#### GIVEN TEXT ####

Custom moving aggregator (without using loops) Possible?

Hi Friends
I will be very grateful if someone can help me with this issue.

“This post will be a bit long because I want to detail well what I need and I believe it’s a bit advanced. I also want to mention that perhaps a solution could be Python or another programming language, but I’m not familiar with it.”

My Goal:
I have a table and I want to calculate the values for each Iteration, **but I don’t want to use loops. Or maybe a way to calculate even faster than loop

Why you don’t want to use loops?
Because I have a large table with hundreds of products and I’ve already completed the task using loops, but I need to iterate through each row to store the last values in a variable and to calculate the next value, and my calculations take approximately 0.7 milliseconds for each iteration. For a table with 160 thousand items, it took 20 hours. (I will show what I did in the end)

Here’s the problem step by step

I have this table with a lot of “cProd” (product_id)

1° First I will need to use a Group Loop Start.
But you said you don’t want to use a loop?
Actually, I don’t want to use a loop row by row , but at least the loop by product group is necessary to use.

image

Result

2° Rules:

(a) The first row is the initial inventory value from the last month. That means quantity 6, unity value 34,69, total value 208,14 (orange)
(b) the rows below are the invoices that will increase or decrease the inventory. (blue) See that if the code is “1409” the qt_inventory is positive in 1 item, if code is “5927” is negative. (Positive is a new item in inventory, negative is like a selling product that is leaving inventory)

#### RAW DATA ####

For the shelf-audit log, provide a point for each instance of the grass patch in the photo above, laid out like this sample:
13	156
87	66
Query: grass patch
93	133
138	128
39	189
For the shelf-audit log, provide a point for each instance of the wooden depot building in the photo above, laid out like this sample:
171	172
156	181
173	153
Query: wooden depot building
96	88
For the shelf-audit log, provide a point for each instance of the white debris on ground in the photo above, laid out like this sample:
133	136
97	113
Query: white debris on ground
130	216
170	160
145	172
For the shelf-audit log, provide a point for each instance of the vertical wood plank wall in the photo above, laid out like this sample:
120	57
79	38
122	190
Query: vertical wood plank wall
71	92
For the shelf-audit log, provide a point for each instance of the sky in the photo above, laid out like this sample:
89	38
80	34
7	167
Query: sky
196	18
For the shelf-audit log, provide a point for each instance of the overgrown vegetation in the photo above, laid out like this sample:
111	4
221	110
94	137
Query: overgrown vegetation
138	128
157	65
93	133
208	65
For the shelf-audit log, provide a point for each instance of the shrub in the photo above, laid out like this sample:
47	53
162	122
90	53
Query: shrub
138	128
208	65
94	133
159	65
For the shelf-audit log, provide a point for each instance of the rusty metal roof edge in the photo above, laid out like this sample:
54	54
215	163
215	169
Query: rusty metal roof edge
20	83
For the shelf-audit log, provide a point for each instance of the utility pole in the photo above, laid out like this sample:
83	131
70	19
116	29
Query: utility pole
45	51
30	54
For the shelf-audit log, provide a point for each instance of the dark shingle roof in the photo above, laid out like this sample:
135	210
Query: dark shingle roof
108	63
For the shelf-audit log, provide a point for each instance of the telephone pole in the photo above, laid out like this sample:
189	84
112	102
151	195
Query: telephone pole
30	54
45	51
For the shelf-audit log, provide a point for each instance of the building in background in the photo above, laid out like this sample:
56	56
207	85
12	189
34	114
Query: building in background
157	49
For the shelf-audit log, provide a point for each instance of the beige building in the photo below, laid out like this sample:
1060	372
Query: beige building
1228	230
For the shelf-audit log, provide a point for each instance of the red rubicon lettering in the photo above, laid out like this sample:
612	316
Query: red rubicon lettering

####

# TASK REQUIREMENTS
- a) Reproduce the forum post from "I have this" to "is leaving inventory)".
- b) Answer these questions about the forum post:
(i) How long did the loop-based calculation take for a table with 160 thousand items?
(ii) What quantity does the first row show as the initial inventory?
(iii) Which code makes qt_inventory negative?
- c) Summarize the forum post in two sentences.
The entries above are separate material from the forum post.

# OUTPUTS
- a)
I have this table with a lot of “cProd” (product_id)

1° First I will need to use a Group Loop Start.
But you said you don’t want to use a loop?
Actually, I don’t want to use a loop row by row , but at least the loop by product group is necessary to use.

image

Result

2° Rules:

(a) The first row is the initial inventory value from the last month. That means quantity 6, unity value 34,69, total value 208,14 (orange)
(b) the rows below are the invoices that will increase or decrease the inventory. (blue) See that if the code is “1409” the qt_inventory is positive in 1 item, if code is “5927” is negative. (Positive is a new item in inventory, negative is like a selling product that is leaving inventory)

- b)
(i) 20 hours
(ii) 6
(iii) 5927

- c) The forum post asks for a way to calculate values for each iteration of a table without row-by-row loops, since the loop-based approach took 20 hours for a table with 160 thousand items. It notes that a loop by product group is still necessary, and that the first row holds last month's initial inventory while the rows below are invoices that increase or decrease it depending on the code.